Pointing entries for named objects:
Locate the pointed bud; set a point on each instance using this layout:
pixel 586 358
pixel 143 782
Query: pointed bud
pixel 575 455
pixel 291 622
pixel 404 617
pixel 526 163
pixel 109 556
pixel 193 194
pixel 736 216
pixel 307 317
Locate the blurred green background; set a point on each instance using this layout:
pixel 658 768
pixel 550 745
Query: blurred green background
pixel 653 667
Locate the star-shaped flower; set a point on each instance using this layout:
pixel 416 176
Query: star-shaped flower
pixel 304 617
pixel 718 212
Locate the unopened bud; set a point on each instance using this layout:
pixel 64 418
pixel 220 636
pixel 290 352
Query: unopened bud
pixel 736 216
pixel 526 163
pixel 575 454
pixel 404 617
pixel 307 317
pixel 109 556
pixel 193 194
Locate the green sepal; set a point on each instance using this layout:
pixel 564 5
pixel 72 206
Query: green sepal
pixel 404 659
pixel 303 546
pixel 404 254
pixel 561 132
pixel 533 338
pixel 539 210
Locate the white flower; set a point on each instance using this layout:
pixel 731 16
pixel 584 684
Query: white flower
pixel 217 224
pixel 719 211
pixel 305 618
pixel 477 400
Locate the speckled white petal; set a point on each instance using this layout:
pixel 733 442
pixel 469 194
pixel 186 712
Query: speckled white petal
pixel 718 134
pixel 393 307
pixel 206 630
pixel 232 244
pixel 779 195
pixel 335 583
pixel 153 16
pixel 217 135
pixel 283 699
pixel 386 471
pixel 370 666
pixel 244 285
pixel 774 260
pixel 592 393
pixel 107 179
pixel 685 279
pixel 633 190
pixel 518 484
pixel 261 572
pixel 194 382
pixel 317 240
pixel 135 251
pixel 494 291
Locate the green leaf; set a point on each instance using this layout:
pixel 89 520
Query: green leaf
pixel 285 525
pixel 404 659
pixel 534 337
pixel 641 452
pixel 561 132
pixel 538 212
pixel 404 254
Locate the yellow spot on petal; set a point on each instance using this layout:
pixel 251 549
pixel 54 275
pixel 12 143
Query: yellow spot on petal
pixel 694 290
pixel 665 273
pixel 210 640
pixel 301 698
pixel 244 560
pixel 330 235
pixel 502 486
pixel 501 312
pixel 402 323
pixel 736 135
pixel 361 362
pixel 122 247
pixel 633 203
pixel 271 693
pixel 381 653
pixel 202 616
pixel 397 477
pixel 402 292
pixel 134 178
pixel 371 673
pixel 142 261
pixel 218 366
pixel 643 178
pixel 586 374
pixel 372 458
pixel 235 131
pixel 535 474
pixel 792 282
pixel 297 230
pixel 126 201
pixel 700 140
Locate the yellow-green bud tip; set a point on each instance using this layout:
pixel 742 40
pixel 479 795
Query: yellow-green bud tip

GIVEN TASK
Reproduce every line of the listing above word for word, from the first line to the last.

WRITTEN SOLUTION
Locate the pointed bud; set a point on each instance using this layout:
pixel 586 358
pixel 143 782
Query: pointed bud
pixel 575 455
pixel 291 622
pixel 404 617
pixel 526 163
pixel 109 556
pixel 193 194
pixel 736 216
pixel 307 317
Locate the blurred green background; set a point on each instance using this layout:
pixel 658 768
pixel 550 745
Query: blurred green background
pixel 653 667
Locate the star-shaped flower; set a point on each instance using this layout:
pixel 416 176
Query: star-shaped flower
pixel 304 617
pixel 718 212
Locate the unopened bud; set a point on each instance using this layout:
pixel 64 418
pixel 220 636
pixel 290 352
Query: unopened bud
pixel 736 216
pixel 526 163
pixel 575 454
pixel 404 617
pixel 307 317
pixel 109 556
pixel 193 194
Locate the green sepal; set a point on each instance using this layout:
pixel 564 5
pixel 72 206
Query: green sepal
pixel 404 659
pixel 303 546
pixel 404 254
pixel 561 132
pixel 533 338
pixel 539 210
Locate the white flower; set a point on each instance using this layout:
pixel 731 16
pixel 584 684
Query: white flower
pixel 217 224
pixel 719 211
pixel 305 618
pixel 477 400
Locate the speckled white petal; set a point on each instance using this layout:
pixel 733 442
pixel 469 194
pixel 186 712
Query: speckled white petal
pixel 718 134
pixel 393 307
pixel 206 630
pixel 232 244
pixel 779 195
pixel 335 583
pixel 153 16
pixel 217 135
pixel 283 699
pixel 386 471
pixel 370 666
pixel 244 285
pixel 774 260
pixel 592 393
pixel 107 179
pixel 685 279
pixel 633 190
pixel 518 484
pixel 261 572
pixel 194 382
pixel 317 240
pixel 135 251
pixel 494 291
Locate the green leaf; set a point on each instance using this layout:
pixel 89 520
Query: green leaf
pixel 285 525
pixel 404 659
pixel 534 337
pixel 641 452
pixel 561 132
pixel 538 212
pixel 404 254
Locate the yellow spot on petal; set a point on each instance using this layout:
pixel 251 549
pixel 54 275
pixel 12 143
Query: yellow spot on petal
pixel 694 290
pixel 665 273
pixel 210 640
pixel 301 698
pixel 244 560
pixel 330 235
pixel 502 486
pixel 501 312
pixel 402 323
pixel 736 135
pixel 361 362
pixel 122 247
pixel 633 203
pixel 271 693
pixel 381 653
pixel 202 616
pixel 397 477
pixel 402 292
pixel 134 178
pixel 371 673
pixel 142 261
pixel 218 366
pixel 643 178
pixel 586 374
pixel 372 458
pixel 235 131
pixel 535 474
pixel 792 282
pixel 297 230
pixel 126 201
pixel 700 140
Locate the yellow-green bud tip; set a point on each instance using this layout:
pixel 742 40
pixel 479 795
Query: yellow-green bud tip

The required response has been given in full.